Tekst
Het hield mij eigenlijk wel bezig, hoe kan zoiets. Hoe kan een ambtenaar eigenhandig een tijdvak dat in ons collectieve geheugen zit uitwissen. Alles kan en mag maar is een museum daarvoor het aangewezen podium. En wat als elke docent eigenhandig op grond van een emotie besluit een duiding van de geschiedenis in de ban te doen. Elke school zijn eigen geschiedenis gewoon omdat het kan.

Ik had beter moeten weten. De directeur van het Museum vertelde de Volkrant ‘Zeker hadden we deze reacties verwacht. Er zelfs op ­gehoopt. Maar als de storm is geluwd moet er wel een inhoudelijke discussie komen. We willen het verleden niet herschrijven of wegpoetsen, maar verrijken. En dat kan beter met de neutralere term 17de eeuw. Mensen zullen zich hierdoor ook meer thuis voelen. We zijn een museum voor, van en met alle Amsterdammers.’

“Er zelfs op gehoopt”. “We willen een inhoudelijke discussie”. Daar moest ik even over nadenken. Een museum voor alle Amsterdammers met een andere blik op de geschiedenis dan de rest van Nederland. Zou de museumbaas niet op de hoogte zijn van de overheidscanon. Ze was in ieder geval in goed gezelschap want ook politici wisten te vertellen dat je de geschiedenis niet kan herschrijven.

Bij het opstellen van die canon worden mensen uitgedaagd om mee te werken Informatie aan onderwerpen Canon toevoegen

“Docenten kunnen informatie in de Canon aanvullen en uitbreiden. Zo kunnen ze informatie toevoegen over de manier waarop zij de Canon gebruiken. Uitgevers kunnen jeugdboeken aanbevelen en musea kunnen excursies onder de aandacht brengen.”

Opdracht
Neem de tekst in zijn geheel letterlijk over. Baseer je uitsluitend op de tekst hierboven.

Datasetitems
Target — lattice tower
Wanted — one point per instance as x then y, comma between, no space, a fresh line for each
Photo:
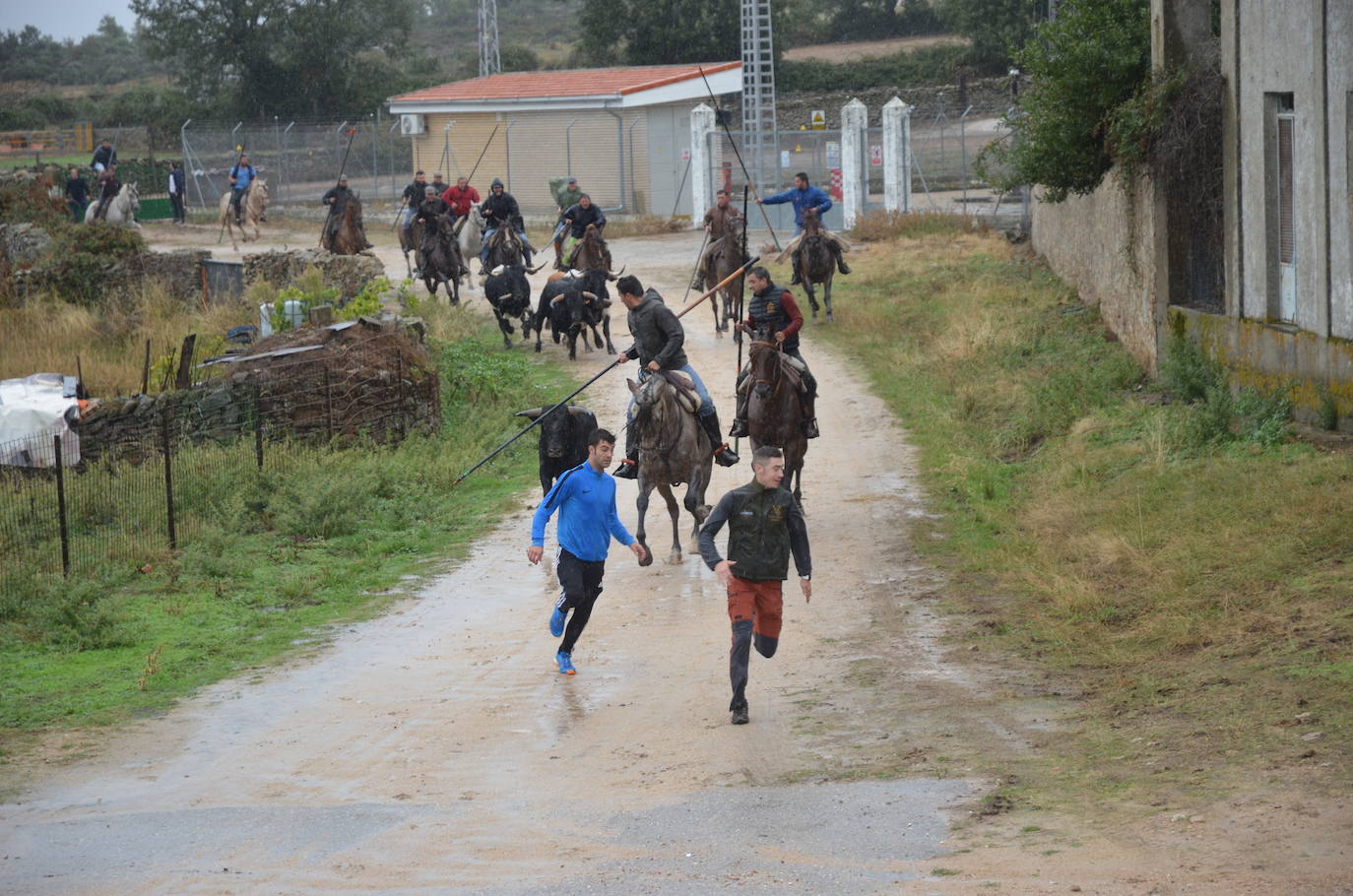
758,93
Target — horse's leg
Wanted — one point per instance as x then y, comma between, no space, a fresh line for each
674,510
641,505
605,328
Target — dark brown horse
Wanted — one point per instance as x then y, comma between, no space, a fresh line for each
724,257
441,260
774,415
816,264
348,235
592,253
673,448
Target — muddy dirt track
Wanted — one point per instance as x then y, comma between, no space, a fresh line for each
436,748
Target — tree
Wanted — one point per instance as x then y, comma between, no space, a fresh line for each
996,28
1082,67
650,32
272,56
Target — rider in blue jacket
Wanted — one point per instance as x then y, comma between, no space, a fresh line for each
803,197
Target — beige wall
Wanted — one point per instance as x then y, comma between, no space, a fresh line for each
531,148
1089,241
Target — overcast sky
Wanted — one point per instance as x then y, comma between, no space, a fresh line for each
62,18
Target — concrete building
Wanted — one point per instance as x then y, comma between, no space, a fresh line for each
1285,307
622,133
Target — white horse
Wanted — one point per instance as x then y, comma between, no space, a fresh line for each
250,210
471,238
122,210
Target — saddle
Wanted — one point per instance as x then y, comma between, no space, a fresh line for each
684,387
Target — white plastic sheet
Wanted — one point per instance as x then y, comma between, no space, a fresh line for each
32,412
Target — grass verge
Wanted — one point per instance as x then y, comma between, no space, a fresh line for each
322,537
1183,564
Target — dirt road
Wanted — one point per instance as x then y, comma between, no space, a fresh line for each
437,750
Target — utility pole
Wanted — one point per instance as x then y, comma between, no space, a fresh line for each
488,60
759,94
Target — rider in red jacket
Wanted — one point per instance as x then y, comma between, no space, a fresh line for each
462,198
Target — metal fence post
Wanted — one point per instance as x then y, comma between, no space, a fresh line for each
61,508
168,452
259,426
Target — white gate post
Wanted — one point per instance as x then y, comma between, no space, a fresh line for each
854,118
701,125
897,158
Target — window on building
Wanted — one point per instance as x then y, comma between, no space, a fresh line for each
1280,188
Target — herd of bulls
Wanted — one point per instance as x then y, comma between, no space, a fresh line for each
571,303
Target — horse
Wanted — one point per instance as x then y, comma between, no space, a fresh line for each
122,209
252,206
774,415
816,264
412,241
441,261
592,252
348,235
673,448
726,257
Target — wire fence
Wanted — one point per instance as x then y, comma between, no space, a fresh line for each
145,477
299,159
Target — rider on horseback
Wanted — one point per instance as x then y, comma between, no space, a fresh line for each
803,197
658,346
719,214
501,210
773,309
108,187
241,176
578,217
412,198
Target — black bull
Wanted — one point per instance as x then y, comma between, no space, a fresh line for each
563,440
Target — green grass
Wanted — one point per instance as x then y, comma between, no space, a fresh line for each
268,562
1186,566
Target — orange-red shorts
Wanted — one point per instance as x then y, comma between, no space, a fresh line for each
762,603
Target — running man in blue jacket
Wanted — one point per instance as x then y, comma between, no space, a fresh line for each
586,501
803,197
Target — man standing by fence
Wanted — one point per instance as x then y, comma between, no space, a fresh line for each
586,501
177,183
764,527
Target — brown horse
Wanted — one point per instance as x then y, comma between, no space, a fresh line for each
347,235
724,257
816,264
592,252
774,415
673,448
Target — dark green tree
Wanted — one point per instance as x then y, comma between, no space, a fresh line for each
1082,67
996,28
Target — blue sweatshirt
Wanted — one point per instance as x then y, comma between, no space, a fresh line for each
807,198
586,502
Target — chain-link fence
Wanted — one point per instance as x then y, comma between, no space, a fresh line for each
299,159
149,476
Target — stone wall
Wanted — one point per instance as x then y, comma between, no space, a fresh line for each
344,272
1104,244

* * *

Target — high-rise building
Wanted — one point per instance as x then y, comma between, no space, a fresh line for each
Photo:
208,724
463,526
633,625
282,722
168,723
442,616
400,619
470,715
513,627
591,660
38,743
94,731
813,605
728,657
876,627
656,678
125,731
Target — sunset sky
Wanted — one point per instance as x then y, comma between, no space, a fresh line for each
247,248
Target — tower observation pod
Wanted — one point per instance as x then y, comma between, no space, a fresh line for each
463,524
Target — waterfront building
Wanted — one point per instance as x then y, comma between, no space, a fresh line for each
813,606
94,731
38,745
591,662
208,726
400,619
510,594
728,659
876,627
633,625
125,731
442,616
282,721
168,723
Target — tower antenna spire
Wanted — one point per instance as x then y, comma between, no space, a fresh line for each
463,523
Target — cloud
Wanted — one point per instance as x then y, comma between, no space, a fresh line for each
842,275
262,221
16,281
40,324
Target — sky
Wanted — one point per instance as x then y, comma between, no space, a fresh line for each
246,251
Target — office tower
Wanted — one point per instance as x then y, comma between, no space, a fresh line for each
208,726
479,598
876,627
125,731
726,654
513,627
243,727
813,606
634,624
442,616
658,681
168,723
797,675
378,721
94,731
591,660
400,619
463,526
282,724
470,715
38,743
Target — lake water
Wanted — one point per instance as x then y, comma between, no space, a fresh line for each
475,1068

* * *

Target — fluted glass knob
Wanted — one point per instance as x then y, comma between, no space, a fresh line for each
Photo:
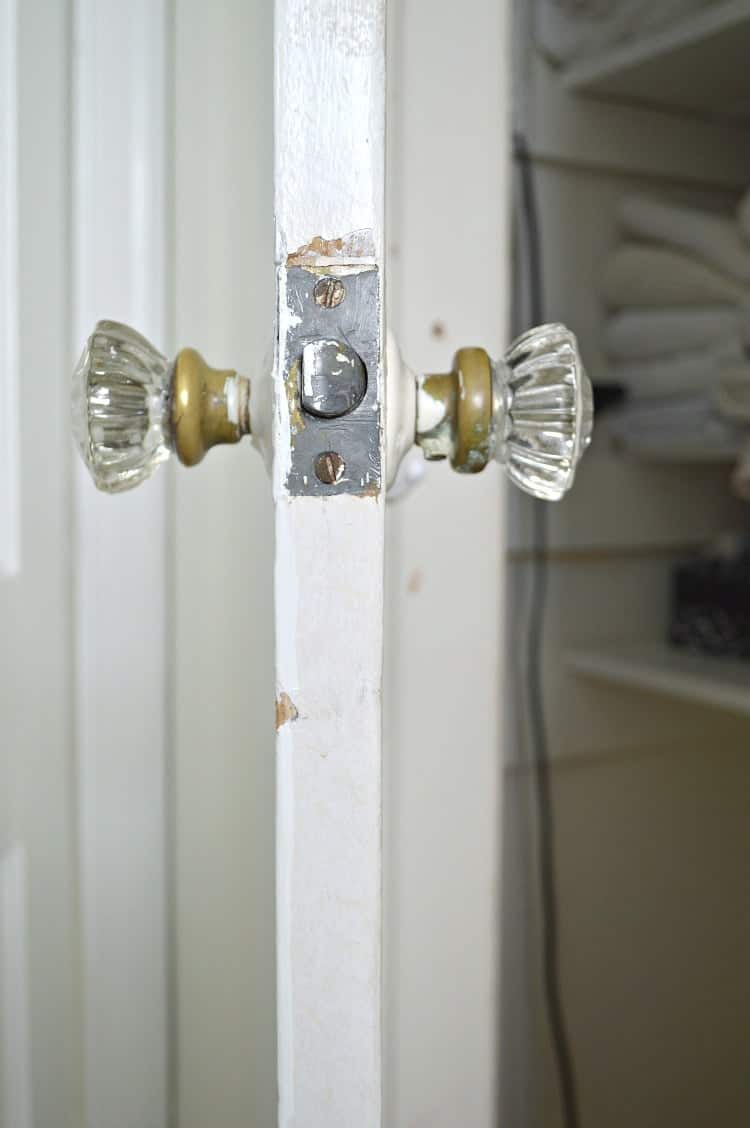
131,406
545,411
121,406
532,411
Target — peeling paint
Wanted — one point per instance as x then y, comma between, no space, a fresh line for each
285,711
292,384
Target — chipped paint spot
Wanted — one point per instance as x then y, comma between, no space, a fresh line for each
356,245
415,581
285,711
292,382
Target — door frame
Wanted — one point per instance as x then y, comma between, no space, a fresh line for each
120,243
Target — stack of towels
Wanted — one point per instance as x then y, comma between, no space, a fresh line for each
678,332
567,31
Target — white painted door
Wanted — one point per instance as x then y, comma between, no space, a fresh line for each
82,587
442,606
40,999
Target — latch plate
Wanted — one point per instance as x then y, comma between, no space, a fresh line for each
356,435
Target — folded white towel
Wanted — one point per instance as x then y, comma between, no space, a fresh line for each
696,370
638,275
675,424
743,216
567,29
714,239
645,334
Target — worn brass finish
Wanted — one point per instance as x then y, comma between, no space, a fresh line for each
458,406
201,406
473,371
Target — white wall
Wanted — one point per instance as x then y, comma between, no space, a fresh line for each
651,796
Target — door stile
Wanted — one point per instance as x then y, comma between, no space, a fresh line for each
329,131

Antwoord
Het hield mij eigenlijk wel bezig, hoe kan zoiets. Hoe kan een ambtenaar eigenhandig een tijdvak dat in ons collectieve geheugen zit uitwissen. Alles kan en mag maar is een museum daarvoor het aangewezen podium. En wat als elke docent eigenhandig op grond van een emotie besluit een duiding van de geschiedenis in de ban te doen. Elke school zijn eigen geschiedenis gewoon omdat het kan.

Ik had beter moeten weten. De directeur van het Museum vertelde de Volkrant ‘Zeker hadden we deze reacties verwacht. Er zelfs op ­gehoopt. Maar als de storm is geluwd moet er wel een inhoudelijke discussie komen. We willen het verleden niet herschrijven of wegpoetsen, maar verrijken. En dat kan beter met de neutralere term 17de eeuw. Mensen zullen zich hierdoor ook meer thuis voelen. We zijn een museum voor, van en met alle Amsterdammers.’

“Er zelfs op gehoopt”. “We willen een inhoudelijke discussie”. Daar moest ik even over nadenken. Een museum voor alle Amsterdammers met een andere blik op de geschiedenis dan de rest van Nederland. Zou de museumbaas niet op de hoogte zijn van de overheidscanon. Ze was in ieder geval in goed gezelschap want ook politici wisten te vertellen dat je de geschiedenis niet kan herschrijven.

Bij het opstellen van die canon worden mensen uitgedaagd om mee te werken Informatie aan onderwerpen Canon toevoegen

“Docenten kunnen informatie in de Canon aanvullen en uitbreiden. Zo kunnen ze informatie toevoegen over de manier waarop zij de Canon gebruiken. Uitgevers kunnen jeugdboeken aanbevelen en musea kunnen excursies onder de aandacht brengen.”